### Work to complete
In the copy, include every record below exactly as it appears, but no pictures.

### Data shown
○ ○ ○ ○
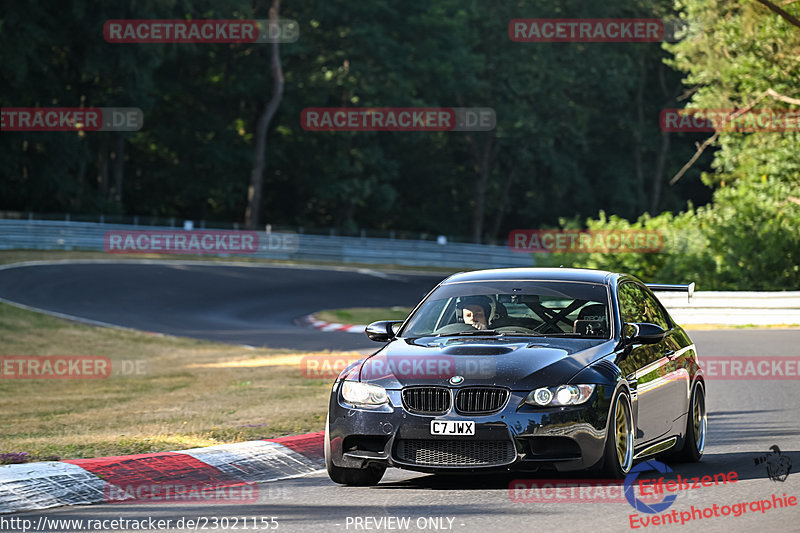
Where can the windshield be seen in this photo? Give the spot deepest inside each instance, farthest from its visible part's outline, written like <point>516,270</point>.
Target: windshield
<point>527,308</point>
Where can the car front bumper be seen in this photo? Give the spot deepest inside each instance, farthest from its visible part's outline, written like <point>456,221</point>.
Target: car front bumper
<point>517,437</point>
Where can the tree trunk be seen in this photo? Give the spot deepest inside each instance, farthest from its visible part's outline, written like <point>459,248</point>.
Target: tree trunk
<point>102,168</point>
<point>252,217</point>
<point>118,169</point>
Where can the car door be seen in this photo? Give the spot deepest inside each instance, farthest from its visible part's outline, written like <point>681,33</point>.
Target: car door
<point>648,364</point>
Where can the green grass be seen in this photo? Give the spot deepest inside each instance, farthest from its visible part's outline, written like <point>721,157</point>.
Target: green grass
<point>193,393</point>
<point>18,256</point>
<point>362,315</point>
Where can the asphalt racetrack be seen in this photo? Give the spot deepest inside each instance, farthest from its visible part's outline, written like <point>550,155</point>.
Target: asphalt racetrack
<point>746,417</point>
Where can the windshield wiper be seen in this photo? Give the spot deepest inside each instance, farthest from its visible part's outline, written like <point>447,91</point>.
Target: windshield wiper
<point>471,332</point>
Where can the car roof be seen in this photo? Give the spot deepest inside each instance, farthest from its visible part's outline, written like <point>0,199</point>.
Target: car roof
<point>538,274</point>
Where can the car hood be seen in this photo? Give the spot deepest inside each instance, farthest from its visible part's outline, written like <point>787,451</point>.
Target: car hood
<point>517,363</point>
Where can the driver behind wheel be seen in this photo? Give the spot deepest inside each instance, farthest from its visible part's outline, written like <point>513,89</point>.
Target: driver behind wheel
<point>476,312</point>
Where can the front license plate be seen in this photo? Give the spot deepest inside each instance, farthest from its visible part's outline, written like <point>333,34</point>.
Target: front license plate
<point>452,427</point>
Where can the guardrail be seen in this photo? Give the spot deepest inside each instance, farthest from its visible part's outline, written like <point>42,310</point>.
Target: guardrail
<point>733,308</point>
<point>70,235</point>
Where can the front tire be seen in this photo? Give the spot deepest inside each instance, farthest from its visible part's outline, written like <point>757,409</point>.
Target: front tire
<point>696,427</point>
<point>618,456</point>
<point>360,477</point>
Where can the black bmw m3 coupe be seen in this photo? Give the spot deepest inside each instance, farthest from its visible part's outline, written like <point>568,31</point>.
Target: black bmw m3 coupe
<point>521,369</point>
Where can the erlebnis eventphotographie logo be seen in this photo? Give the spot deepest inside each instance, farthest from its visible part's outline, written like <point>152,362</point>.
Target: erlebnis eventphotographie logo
<point>778,465</point>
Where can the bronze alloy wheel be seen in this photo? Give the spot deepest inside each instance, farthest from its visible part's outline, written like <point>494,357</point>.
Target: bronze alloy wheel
<point>699,419</point>
<point>623,433</point>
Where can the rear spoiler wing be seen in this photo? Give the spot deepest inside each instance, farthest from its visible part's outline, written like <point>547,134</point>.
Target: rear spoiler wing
<point>672,288</point>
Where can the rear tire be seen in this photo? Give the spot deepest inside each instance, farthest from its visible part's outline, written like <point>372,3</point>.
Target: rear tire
<point>696,427</point>
<point>360,477</point>
<point>618,456</point>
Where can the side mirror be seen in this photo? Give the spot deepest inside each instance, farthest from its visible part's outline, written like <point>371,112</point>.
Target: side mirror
<point>382,331</point>
<point>644,333</point>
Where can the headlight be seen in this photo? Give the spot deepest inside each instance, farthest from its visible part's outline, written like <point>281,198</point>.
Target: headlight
<point>563,395</point>
<point>359,393</point>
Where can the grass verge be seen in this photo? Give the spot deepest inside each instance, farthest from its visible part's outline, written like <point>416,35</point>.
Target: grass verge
<point>185,393</point>
<point>362,315</point>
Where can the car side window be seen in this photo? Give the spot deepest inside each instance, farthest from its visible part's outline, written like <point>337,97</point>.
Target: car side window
<point>656,311</point>
<point>638,305</point>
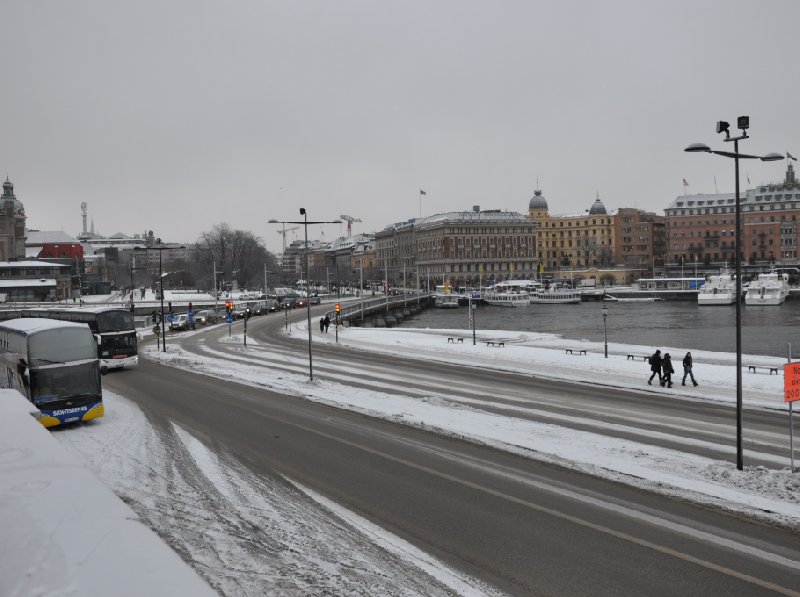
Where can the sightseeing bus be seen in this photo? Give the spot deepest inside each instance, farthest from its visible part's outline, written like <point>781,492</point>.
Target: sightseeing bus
<point>113,329</point>
<point>54,365</point>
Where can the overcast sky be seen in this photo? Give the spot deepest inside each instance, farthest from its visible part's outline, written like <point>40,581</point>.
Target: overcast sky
<point>174,116</point>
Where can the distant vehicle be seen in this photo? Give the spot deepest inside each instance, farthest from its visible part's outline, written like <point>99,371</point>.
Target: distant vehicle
<point>205,317</point>
<point>180,322</point>
<point>53,364</point>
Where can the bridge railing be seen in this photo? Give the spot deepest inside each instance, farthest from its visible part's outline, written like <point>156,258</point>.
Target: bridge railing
<point>372,305</point>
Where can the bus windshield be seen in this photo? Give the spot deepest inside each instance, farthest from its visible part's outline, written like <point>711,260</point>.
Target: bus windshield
<point>49,385</point>
<point>60,345</point>
<point>114,321</point>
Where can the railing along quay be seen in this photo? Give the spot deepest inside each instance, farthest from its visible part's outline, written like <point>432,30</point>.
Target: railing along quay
<point>383,311</point>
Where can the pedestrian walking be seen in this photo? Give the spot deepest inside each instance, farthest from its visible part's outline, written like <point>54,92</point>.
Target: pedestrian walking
<point>687,369</point>
<point>668,370</point>
<point>655,367</point>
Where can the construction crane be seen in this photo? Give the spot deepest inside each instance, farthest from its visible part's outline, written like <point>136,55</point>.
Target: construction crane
<point>283,232</point>
<point>349,220</point>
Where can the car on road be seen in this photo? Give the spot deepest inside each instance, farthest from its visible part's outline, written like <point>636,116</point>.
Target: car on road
<point>179,322</point>
<point>205,317</point>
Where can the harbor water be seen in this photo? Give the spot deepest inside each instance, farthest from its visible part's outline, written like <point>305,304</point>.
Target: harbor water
<point>678,324</point>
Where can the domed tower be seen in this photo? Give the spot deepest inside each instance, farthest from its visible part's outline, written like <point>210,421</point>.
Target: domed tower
<point>12,229</point>
<point>597,208</point>
<point>537,207</point>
○ ○ ○ ○
### Task result
Where can the windshield be seen in this photo? Give the spot deepest inside each instance, farthest from its visible part's outline, written like <point>516,270</point>.
Target: windshield
<point>527,308</point>
Where can the car front bumper be seen in this photo? Give the spot deepest inside each instance, farthest from its visible part's outline, written like <point>456,221</point>.
Target: car front bumper
<point>517,437</point>
Where can the tree trunk be seen in this photo? Give the spot deepest inside each instance, farthest from its visible part's outline, written like <point>459,248</point>.
Target: tree trunk
<point>102,168</point>
<point>252,217</point>
<point>118,169</point>
Where can the car door be seen in this photo? Give the spot deepest inside each instance, farthest from its visible part's outline, written like <point>681,33</point>.
Target: car door
<point>648,364</point>
Where can the green grass be seen in this photo? Give the spot deepest inside each instance, farthest from its visible part's outline, written like <point>721,157</point>.
Target: green grass
<point>193,393</point>
<point>18,256</point>
<point>362,315</point>
Where can the asphalt racetrack be seen in this photo? Give the spot deepest inside each instance, farthest from its visible part's outline, written like <point>550,155</point>.
Target: asphalt racetrack
<point>746,417</point>
Where can the windshield wiper be seen in this photo? Give the spot deepest inside each instance, farthest from its visible part's outline, written like <point>447,91</point>.
Target: windshield wiper
<point>471,332</point>
Where can the car roof be seen in this photo? Give the spot deepest inside each instance, farthest from its visible part's outline, written like <point>0,199</point>.
Target: car roof
<point>538,274</point>
Where can the car hood be seen in this photo? Give the spot deepest inside each instance, farthest from its visible part's outline, written like <point>787,451</point>.
Target: car hood
<point>517,363</point>
Where can the driver behind wheel be seen in this photo? Give the spot deepest inside each instance, farthest from its visible part's outline, written like <point>513,89</point>.
Target: driver behind wheel
<point>476,312</point>
Where can the front license plate be seen in this photo? Give the spot deepest inside each instance, farthest from its visible part's outline, written like <point>333,34</point>.
Target: front license plate
<point>452,427</point>
Where can the guardrail be seen in this photo? Give the spot deepest inside each instance, farthest from its visible part's outline, written like <point>42,310</point>.
Target: guardrail
<point>733,308</point>
<point>70,235</point>
Where can the front tire be seen in this photo? Give the spot deepest inside each instance, farthest from its visible part's outline, written like <point>757,409</point>.
Target: front tire
<point>696,427</point>
<point>618,456</point>
<point>360,477</point>
Where can the black bmw m3 coupe be seen in this photo? Give the spot deepest inside each instance, farthest from its visible part's outline, written like <point>568,31</point>.
Target: black bmw m3 coupe
<point>521,369</point>
Where can the erlebnis eventphotographie logo be seen in this photo? Give the spot deepest inside each instance, farthest from its visible part's outline, written like <point>152,362</point>.
Target: erlebnis eventphotographie logo
<point>778,465</point>
Where can the bronze alloy wheel be seen in this photo? Give the spot deepest inside each instance, farthest from its visible part's outline, written like <point>494,357</point>.
Target: bronze alloy wheel
<point>699,419</point>
<point>623,433</point>
Where can the rear spoiler wing be seen in this photo? Give the spot deepest inside each instance, farthest from its visible part's outline, written like <point>547,134</point>.
Target: rear spoiler wing
<point>672,288</point>
Where can the rear tire be seen in this photo? Give the spot deepest inside each instance, farthest from its visible part's outline, written like <point>372,3</point>.
Target: rear tire
<point>696,427</point>
<point>360,477</point>
<point>618,456</point>
Where can the side mirror be seen in this photo? Give the spot deepest inside each instance, farthest from its visible part's outline, written like <point>371,112</point>.
Target: side mirror
<point>382,331</point>
<point>644,333</point>
Where can the headlight be seen in this photo? Give the spot deepest inside each instance, farthest from its visible part's outline, written like <point>281,198</point>.
Target: headlight
<point>563,395</point>
<point>359,393</point>
Where can the grass verge be seen in this photo? Give the spot deepest inside each instance, farthest from its visible part's outline, written like <point>416,35</point>.
Target: grass verge
<point>185,393</point>
<point>362,315</point>
Where can the car side window be seen in this photo? Give the spot deepest inside each instance, farthest from its visible part's outline, written like <point>337,97</point>.
Target: car side window
<point>656,311</point>
<point>638,305</point>
Where can the sightseeing bus be seen in this photo? Give the spot deepest inside each instance, farthest from its visible part's outline, written like <point>781,492</point>.
Target: sightseeing bus
<point>113,329</point>
<point>54,365</point>
Where can the overcast sky be seen in this photo? Give the spot deepest inside each instance, farthest from its visible part's outline, written like <point>40,581</point>.
Target: overcast sky
<point>174,116</point>
Where can the distant vehicle be seen in this photo? Give the spot deepest inside each instance, farthest from its visible part's outline, written like <point>99,371</point>.
Target: distant vehicle
<point>205,317</point>
<point>180,322</point>
<point>53,364</point>
Where can the bridge railing be seen in this photo? Give the spot deepest inside each instance, farthest from its visible part's outline, written like <point>156,258</point>.
Target: bridge railing
<point>372,305</point>
Where can the bus windshield be seen in this photo? Give the spot deepest inside each instance, farthest from its visible part's outline, written like <point>711,260</point>.
Target: bus windshield
<point>49,385</point>
<point>60,345</point>
<point>114,321</point>
Where can the railing along quay be seen in this photo? Give the spot deepest inside each instance, farthest from its visible part's outline, written like <point>432,30</point>.
Target: railing along quay
<point>383,311</point>
Where can the pedestrian walking be seen in this photo? Give the spot deepest inside each instance, farthest from its visible part's outline, written like <point>54,92</point>.
Target: pedestrian walking
<point>687,369</point>
<point>668,370</point>
<point>655,367</point>
Where can the construction crane be seen in this photo? Give the spot deepest inside each instance, farthest from its visible part's outline, written like <point>136,55</point>.
Target: construction crane
<point>283,232</point>
<point>349,220</point>
Where can the car on road be seen in this photo? Give the spot deepest inside each instance, farthest from its visible part's outline, written like <point>636,116</point>.
Target: car on road
<point>179,322</point>
<point>205,317</point>
Where can the harbor water be seen in this photo? Give the spot deepest inside each instance, farthest from its visible part's outline, written like <point>305,304</point>.
Target: harbor water
<point>678,324</point>
Where can the domed tower be seen in this photo? Give the spot deepest inside each instance, farthest from its visible part's outline, written like <point>210,421</point>.
Target: domed tower
<point>12,229</point>
<point>597,208</point>
<point>537,207</point>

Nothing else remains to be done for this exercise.